* _Your objective_
Pick up the Sigma 150-600 lens review after its final sentence and continue writing it.

1) It's a beast, but a manageable one if you are used to lugging around a 300/2.8. In fact it feels virtually identical in size and weight as my Nikon 300/2.8. It's a bit more unwieldy than the 300 prime because when the focal length isn't locked, the lens will extend from end-to-end on the weight of the glass at the end. It can be shot handheld, just as the 300/2.8 can, with some effort and practice.

2) It's very well designed. The zoom locks "hard" at 150 mm for transport, and "soft" at 180, 200, 250, 300, 400, and 600 (which also correspond to all the markings on the barrel). The soft locks are designed to prevent zoom creep from gravity, but also to be overcome by a firm twist or push/pull of the barrel. This works quite well, though I wonder if repeated use of the soft locks will eventually wear the mechanism down since it feels like the soft locks involve the lock switch sliding part-way towards lock (while the hard lock slides all the way). When shooting you can zoom the lens by pulling and pushing the barrel instead of twisting.  You can assign two custom modes to the lens using the Sigma USB dock. Modes can include autofocus range (< 10 m or > 10 m), autofocus speed (slower or faster; presumably slower is more accurate). There are also two OS (aka VR) modes. The manual is poorly written and it's not clear what the difference between the two OS modes really is, though OS 1 appears to behave more like Nikon's "active" VR mode based on my tests. The tripod collar works very well and gives sharp images on a tripod even at 600 mm, VR off, 1/10 s with no obvious shake. (Sorry RRS!). It's as if actual photographers designed this lens

3) It's a pleasure to calibrate, even if it takes all day. Those of you who use software such as Reikan FoCal know that calibrating a lens that doesn't AF well, or suffers from poor optics (bad CA, etc.), is a massive headache. So it was a good sign that the calibration with FoCal on a D810 went very smoothly. Still, it takes forever to do a full calibration because there are 16 (!) AF adjustment values that you can write into the lens's firmware, representing a matrix of four focal lengths (150/250/400/600) and four distance ranges (~3 m, ~6 m, ~15 m, and infinite distance). Compared with the 35/1.4 Art in which many copies were difficult to calibrate because some distances needed back focus adjustment while other distances IN THE SAME RANGE needed front focus adjustment, my copy of the 150-600 was much better behaved, needing only relatively minor AF fine tune correction. My D810 needs at default +2 correction for a "perfect" lens, and the 150-600 mounted on this camera needed at most a +8 AF fine tune value among all distances and focal lengths tested, with an average of about +5. Which is quite good in my experience. However...

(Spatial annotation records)

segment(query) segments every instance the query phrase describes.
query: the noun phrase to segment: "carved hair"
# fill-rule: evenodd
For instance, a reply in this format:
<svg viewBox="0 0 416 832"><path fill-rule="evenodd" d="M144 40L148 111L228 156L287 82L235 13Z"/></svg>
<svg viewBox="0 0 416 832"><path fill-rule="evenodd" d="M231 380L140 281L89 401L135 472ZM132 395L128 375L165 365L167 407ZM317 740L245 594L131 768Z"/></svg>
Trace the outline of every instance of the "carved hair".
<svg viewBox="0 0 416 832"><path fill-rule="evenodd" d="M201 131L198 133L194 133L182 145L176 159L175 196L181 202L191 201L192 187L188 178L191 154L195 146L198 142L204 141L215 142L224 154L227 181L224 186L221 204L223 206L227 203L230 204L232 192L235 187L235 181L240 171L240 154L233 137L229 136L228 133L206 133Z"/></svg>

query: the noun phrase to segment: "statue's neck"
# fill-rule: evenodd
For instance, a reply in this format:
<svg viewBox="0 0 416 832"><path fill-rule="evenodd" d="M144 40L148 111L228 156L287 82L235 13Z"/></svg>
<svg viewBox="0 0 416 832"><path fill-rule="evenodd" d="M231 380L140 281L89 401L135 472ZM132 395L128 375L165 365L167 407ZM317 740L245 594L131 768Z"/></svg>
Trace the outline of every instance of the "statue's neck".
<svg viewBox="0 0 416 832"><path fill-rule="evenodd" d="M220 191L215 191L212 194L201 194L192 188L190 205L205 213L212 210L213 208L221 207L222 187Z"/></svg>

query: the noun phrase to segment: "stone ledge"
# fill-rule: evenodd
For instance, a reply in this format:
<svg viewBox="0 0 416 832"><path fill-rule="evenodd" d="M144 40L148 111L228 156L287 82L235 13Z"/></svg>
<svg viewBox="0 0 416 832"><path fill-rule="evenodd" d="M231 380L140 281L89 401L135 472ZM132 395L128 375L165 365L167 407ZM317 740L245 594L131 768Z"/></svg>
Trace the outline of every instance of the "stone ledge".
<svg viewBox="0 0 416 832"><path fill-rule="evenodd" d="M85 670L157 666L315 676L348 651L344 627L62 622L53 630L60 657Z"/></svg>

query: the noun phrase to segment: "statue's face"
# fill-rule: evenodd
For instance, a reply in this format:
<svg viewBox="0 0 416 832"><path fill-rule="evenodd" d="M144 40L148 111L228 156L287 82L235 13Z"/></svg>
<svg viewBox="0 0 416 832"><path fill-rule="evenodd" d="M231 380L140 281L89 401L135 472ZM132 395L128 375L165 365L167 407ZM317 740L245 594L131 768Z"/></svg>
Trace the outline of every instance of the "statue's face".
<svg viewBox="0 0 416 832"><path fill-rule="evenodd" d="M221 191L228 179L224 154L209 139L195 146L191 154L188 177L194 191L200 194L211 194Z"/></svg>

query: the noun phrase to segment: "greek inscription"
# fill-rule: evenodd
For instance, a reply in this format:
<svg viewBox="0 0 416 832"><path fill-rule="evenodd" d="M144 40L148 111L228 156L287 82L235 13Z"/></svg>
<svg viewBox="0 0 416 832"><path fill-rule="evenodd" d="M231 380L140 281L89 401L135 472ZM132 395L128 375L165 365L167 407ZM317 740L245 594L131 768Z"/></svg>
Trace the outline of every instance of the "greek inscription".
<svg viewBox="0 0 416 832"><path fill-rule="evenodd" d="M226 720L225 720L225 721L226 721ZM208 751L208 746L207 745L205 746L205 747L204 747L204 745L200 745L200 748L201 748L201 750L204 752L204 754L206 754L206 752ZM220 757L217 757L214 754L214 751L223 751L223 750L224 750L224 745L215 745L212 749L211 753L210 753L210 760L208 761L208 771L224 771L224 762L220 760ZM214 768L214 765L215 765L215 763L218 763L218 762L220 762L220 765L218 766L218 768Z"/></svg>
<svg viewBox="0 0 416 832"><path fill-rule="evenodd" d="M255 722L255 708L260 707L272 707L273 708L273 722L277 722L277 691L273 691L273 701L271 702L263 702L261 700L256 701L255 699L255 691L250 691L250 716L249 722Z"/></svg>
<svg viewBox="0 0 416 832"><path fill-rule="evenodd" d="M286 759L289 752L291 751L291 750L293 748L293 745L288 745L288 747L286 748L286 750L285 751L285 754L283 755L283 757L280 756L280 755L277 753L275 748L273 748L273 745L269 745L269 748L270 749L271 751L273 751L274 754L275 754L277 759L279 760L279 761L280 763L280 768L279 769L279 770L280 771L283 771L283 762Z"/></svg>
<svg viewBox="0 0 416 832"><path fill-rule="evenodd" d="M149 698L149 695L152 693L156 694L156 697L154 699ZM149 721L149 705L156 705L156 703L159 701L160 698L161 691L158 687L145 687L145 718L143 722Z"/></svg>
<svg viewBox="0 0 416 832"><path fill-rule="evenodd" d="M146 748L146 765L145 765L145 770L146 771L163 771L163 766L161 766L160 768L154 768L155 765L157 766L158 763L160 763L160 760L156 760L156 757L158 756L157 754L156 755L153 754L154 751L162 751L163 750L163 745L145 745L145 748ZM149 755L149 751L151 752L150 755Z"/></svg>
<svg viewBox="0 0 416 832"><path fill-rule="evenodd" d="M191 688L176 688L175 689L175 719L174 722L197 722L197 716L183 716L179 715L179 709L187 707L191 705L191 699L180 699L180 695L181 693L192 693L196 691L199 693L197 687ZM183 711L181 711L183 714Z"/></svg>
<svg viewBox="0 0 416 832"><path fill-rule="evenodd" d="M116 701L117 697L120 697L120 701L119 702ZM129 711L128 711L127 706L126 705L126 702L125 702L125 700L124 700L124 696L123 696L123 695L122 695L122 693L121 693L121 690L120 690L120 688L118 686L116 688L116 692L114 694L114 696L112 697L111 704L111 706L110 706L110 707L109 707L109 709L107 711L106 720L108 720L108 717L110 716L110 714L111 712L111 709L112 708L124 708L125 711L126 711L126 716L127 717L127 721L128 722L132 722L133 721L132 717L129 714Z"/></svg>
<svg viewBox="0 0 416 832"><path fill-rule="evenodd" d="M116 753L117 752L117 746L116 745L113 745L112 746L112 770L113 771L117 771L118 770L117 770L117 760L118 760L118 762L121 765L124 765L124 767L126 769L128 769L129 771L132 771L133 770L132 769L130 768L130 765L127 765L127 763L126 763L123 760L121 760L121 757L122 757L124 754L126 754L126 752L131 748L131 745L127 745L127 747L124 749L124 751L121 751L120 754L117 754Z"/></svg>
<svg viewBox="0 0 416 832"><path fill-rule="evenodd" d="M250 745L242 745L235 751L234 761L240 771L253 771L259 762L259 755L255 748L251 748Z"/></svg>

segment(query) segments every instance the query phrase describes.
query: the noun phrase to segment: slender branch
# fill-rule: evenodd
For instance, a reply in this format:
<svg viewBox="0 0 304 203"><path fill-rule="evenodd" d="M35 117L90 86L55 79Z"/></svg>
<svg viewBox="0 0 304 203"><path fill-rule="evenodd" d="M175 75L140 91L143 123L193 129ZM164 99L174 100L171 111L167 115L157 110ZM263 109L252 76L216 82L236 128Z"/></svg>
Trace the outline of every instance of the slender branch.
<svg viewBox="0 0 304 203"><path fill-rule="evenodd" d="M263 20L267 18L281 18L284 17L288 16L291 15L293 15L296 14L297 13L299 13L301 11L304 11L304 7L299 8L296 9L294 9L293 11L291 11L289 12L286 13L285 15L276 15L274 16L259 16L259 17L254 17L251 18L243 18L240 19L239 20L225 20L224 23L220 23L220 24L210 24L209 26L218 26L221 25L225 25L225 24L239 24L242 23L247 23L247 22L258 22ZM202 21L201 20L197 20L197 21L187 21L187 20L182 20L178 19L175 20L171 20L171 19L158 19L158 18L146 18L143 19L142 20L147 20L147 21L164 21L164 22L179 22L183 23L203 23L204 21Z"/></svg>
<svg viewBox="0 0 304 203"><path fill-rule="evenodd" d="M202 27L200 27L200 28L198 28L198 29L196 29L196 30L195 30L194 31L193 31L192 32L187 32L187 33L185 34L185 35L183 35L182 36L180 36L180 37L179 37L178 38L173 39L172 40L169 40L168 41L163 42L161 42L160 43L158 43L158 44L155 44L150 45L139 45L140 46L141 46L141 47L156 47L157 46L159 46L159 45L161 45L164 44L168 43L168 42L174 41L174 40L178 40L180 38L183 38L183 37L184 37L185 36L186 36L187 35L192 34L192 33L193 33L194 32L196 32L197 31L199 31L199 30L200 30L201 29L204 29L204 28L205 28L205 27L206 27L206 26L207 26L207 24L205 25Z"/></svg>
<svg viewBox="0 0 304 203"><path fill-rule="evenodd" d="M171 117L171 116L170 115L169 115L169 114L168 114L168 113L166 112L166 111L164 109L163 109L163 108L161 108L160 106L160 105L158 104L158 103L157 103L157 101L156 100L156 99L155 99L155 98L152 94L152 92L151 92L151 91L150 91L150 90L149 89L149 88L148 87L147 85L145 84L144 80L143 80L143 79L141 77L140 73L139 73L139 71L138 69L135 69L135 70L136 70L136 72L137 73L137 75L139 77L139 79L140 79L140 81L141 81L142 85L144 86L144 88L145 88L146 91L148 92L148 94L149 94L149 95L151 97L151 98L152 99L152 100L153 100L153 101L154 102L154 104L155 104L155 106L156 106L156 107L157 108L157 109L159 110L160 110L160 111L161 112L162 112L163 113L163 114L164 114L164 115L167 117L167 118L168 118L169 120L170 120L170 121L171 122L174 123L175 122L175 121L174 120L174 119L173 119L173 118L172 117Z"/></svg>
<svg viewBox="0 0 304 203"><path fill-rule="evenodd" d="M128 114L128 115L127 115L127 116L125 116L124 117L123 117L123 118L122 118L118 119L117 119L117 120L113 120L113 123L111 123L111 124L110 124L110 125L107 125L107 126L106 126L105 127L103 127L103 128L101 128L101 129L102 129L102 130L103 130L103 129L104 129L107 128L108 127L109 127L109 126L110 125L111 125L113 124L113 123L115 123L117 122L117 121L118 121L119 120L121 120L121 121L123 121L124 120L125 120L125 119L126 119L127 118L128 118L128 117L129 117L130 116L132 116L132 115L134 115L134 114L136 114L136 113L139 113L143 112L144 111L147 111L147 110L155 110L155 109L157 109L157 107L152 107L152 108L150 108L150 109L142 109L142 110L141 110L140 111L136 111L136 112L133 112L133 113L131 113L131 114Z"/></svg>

* _The response_
4) ...For reasons that I can't understand, Sigma's USB dock + Sigma Optimization Pro software requires values for AF correction that are about TWICE that of the Nikon AF fine tune values. This is very different than the case of the 50/1.4 Art and the 35/1.4 Art, in which every 1 unit of Sigma dock correction corresponded to 1.4 units of Nikon AF fine tune correction. In other words, if your 150-600 needs Nikon AF fine tune correction of say +5, then you'll need to set the Sigma dock correction value to +10. Which is odd because the Sigma values still only span -20 to +20. Meaning if your lens requires more than +10 or -10 Nikon AFFT correction values, then you will need to combine both Sigma dock correction and Nikon AFFT correction to optimize your lens. In case most copies of the 150-600 are similar (which was the case with the 35/1.4 and the 50/1.4), here are my final Sigma correction values for my D810. Since my D810 needs a +2 AFFT correction, you should subtract FOUR from each of these values, then add TWICE your camera's base correction AFFT values if you want to try these correction values with your Sigma dock and your 150-600:

150 mm: +14/+16/+18/+18

250 mm: +12/+11/+11/+11

400 mm: +6/+6/+6/+6

600 mm: +6/+13/+18/+18

These values not only resulted in qualitatively more accurate AF, but also resulted in LensAlign results that were perfectly zeroed at all 16 focal lengths and distances tested.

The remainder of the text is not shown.